## Start Source document

Read-behind and write-behind: Basically, this is the same as read-through and write-through, but the sync with the persistent storage is not completed immediately (it's asynchronous). Of course, some inconsistency may happen, especially if you have other applications accessing the persistent storage directly, which may see incorrect or old data.
Write-around: In this scenario, your application reads from the key/value store (by using a read-through or read-behind approach) and directly writes on the persistence store, or maybe other applications perform the write on the persistence store. Of course, this scenario can be dangerous, as your application may end up reading incorrect things on the key/value store.

This scenario can be managed by notifying the key/value store about any change occurring in the persistent storage. This can be done by the application writing data, or it can be done directly by the persistent storage (if it is a feature provided by the technology) using a pattern known as change data capture. The key/value store may then decide to update the changed data or simply delete it from the cached view (forcing a retrieve from the persistent store when your application will look again for the same key).

Another common topic when talking about key/value stores is the life cycle of the data.

## End Source document

What to work on: Write out, word for word, the part of the key/value store text above that opens with the words containing "Read-behind and write-behind: Basically, this" and closes with "or old data.".

## Start Supplied records

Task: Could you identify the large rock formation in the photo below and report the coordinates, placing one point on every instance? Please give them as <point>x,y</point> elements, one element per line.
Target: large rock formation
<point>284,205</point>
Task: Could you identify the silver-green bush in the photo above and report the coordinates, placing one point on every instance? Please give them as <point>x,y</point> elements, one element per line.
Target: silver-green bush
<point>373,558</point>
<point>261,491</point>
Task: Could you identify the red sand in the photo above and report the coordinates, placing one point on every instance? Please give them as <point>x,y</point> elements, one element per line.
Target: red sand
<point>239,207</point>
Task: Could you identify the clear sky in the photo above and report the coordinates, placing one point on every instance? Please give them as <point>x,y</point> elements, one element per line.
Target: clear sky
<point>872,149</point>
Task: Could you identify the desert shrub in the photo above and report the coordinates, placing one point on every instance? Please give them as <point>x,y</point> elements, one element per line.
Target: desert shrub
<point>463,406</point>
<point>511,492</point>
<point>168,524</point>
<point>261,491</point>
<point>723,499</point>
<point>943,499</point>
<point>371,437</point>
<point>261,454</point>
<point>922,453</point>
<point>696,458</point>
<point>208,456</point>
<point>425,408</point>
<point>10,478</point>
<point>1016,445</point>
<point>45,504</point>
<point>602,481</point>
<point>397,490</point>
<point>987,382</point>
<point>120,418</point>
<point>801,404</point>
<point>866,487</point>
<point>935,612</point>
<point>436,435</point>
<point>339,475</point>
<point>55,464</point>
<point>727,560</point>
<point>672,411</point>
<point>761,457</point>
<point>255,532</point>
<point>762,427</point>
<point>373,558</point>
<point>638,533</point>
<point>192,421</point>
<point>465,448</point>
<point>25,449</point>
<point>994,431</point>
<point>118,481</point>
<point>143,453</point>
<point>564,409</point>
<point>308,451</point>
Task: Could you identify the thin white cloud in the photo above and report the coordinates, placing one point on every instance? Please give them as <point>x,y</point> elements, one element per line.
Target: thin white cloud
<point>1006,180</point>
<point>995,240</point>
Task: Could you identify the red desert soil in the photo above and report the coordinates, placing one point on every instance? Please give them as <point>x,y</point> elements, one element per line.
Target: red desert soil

## End Supplied records

The output:
Read-behind and write-behind: Basically, this is the same as read-through and write-through, but the sync with the persistent storage is not completed immediately (it's asynchronous). Of course, some inconsistency may happen, especially if you have other applications accessing the persistent storage directly, which may see incorrect or old data.